- **CHALLENGE**: In the text on the OCC's digital asset guidance, what does Interpretive Letter #1170 address?

- **SUPPLIED TEXT**:
⟨
The Office of the Comptroller of the Currency (the “OCC”) has so far released only interpretive letters and statements regarding digital assets. Although these publications are useful in determining how the OCC will enforce the rules it has promulgated and its statutory mandate, the letters and statements lack the force of law that a regulation that has gone through the public notice-and-comment period and is published in the Code of Federal Regulations does.

Interpretive Letters

The OCC has released four Interpretative Letters regarding crypto assets that apply to banks and savings associations. The first three address providing cryptocurrency custody services, holding stablecoin reserves, and using node verification networks and stablecoins for payment activities. See OCC, Interpretive Letter #1170, Authority of a National Bank to Provide Cryptocurrency Custody Services for Customers (2020.07.22); OCC, Interpretive Letter #1172, OCC Chief Counsel’s Interpretation on National Bank and Federal Savings Association Authority to Hold Stablecoin Reserves (2020.09.21); OCC, Interpretive Letter #1174, OCC Chief Counsel’s Interpretation on National Bank and Federal Savings Association Authority to Use Independent Node Verification Networks and Stablecoins for Payment (2021.01.04)
Each concludes that banks are permitted to engage in these activities so long as they meet safety and soundness requirements. The fourth clarifies the context in which banks are permitted to engage in these activities — namely, with advance notice to a given bank’s OCC supervisors and after receipt of a “no action” letter and review of the bank’s ability to safely and soundly engage in the proposed activity. OCC, Interpretive Letter #1179, Chief Counsel’s Interpretation Clarifying: (1) Authority of a Bank to Engage in Certain Cryptocurrency Activities; and (2) Authority of the OCC to Charter a National Trust Bank (2021.11.18).
Another interpretive letter that has generated significant controversy addresses what is necessary to charter a national trust bank. See OCC, Interpretive Letter #1176, OCC Chief Counsel’s Interpretation on National Trust Banks (2021.01.11).
A number of fintech companies, particularly those providing custody of digital assets, have sought to establish themselves as national trust banks. Although not mentioning cryptocurrency or digital assets specifically, this letter concluded that the OCC could charter a national trust bank even in the absence of the bank providing fiduciary responsibilities, opening the door for some of these fintech companies to seek and obtain a national charter. The OCC later clarified that this letter “did not expand or otherwise change existing banks’ obligations under the OCC’s fiduciary activities regulation.” OCC, Interpretive Letter #1179, Chief Counsel’s Interpretation Clarifying: (1) Authority of a Bank to Engage in Certain Cryptocurrency Activities; and (2) Authority of the OCC to Charter a National Trust Bank at 2 (2021.11.18).
⟩
- **DATASET EXTRACT**:
⟨
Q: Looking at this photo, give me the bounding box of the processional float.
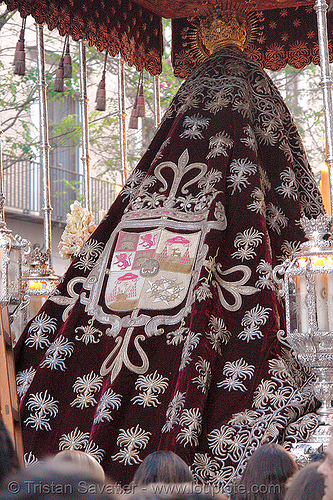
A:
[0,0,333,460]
⟩
⟨
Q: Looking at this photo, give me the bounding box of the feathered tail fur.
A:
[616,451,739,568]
⟩
⟨
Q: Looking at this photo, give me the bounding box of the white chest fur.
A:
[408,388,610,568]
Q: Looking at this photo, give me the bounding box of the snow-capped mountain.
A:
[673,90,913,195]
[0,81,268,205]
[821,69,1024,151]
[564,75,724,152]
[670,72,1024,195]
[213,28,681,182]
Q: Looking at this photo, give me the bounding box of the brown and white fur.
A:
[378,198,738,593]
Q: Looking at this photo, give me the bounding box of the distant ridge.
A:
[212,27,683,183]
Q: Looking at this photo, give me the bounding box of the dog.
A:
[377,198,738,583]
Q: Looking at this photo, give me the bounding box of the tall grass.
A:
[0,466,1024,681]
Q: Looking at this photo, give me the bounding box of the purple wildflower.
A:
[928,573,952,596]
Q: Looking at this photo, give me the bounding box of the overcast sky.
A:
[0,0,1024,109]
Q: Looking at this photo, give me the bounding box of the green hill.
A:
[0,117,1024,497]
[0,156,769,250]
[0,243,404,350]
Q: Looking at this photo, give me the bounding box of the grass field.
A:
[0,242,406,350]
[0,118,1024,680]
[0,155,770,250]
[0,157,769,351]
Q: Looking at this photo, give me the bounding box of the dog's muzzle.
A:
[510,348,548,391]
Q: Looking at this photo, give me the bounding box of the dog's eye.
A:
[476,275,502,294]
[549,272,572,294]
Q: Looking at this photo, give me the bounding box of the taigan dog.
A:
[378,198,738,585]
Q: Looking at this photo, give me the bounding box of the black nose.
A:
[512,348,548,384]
⟩
- **OUTPUT FOR THIS EXERCISE**: It addresses a national bank's authority to provide cryptocurrency custody services for customers.